WORK ITEM = Each line of the data holding "face" should be found and copied.

SUPPLIED DATA =
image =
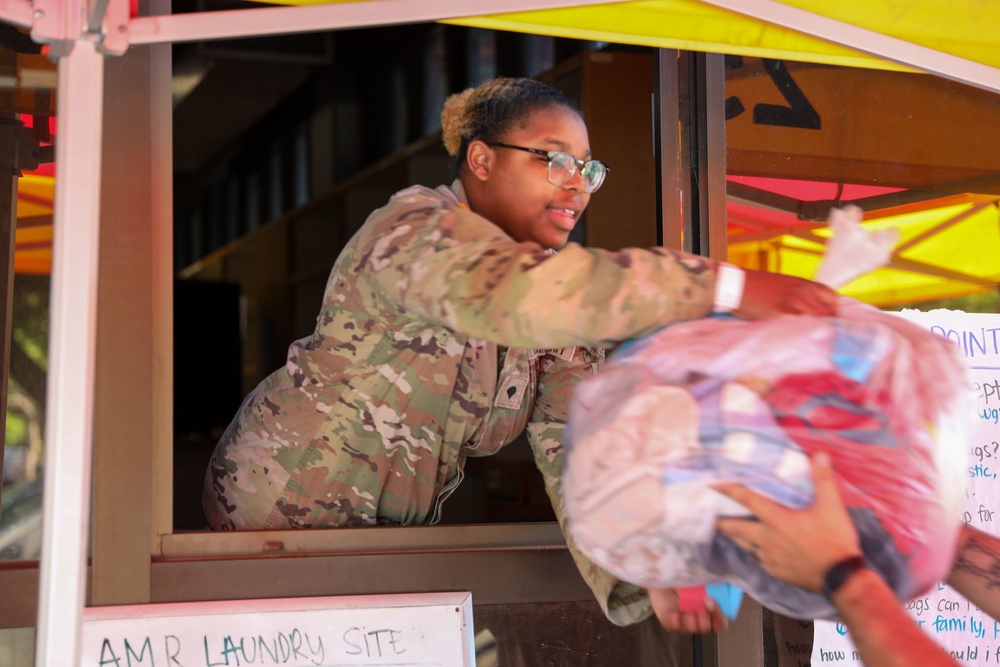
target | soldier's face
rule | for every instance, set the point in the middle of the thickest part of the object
(528, 206)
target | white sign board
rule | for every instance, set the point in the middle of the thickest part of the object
(968, 634)
(430, 629)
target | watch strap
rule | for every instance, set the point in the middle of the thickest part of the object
(840, 573)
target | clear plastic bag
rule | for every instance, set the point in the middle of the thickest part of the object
(723, 399)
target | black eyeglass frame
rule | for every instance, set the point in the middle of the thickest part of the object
(579, 168)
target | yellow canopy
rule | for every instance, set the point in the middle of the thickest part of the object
(947, 248)
(962, 28)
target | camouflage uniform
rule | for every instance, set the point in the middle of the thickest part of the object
(372, 417)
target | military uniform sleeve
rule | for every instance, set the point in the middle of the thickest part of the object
(622, 603)
(450, 266)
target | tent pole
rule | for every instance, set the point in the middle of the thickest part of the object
(70, 393)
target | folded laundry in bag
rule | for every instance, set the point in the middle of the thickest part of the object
(727, 400)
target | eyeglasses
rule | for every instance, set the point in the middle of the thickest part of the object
(563, 165)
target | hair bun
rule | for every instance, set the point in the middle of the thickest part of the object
(455, 120)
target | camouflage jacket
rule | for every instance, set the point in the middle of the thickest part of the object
(439, 338)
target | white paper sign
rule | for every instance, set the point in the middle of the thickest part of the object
(422, 630)
(971, 636)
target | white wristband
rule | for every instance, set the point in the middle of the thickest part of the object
(728, 288)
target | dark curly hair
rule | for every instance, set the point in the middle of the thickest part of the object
(488, 111)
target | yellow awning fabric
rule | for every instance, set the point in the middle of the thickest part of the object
(964, 28)
(33, 235)
(947, 249)
(961, 28)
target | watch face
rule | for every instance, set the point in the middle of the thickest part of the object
(839, 573)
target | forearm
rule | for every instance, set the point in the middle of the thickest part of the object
(976, 570)
(883, 633)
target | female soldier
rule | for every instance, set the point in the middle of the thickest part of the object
(450, 325)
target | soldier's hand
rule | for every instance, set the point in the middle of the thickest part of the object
(768, 294)
(666, 606)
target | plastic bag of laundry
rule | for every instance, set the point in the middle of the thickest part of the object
(728, 400)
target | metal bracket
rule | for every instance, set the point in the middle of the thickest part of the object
(60, 23)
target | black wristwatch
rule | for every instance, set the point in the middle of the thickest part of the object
(841, 572)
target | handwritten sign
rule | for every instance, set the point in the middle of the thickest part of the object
(431, 629)
(969, 635)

EXERCISE RESULT =
target | soldier's face
target | watch face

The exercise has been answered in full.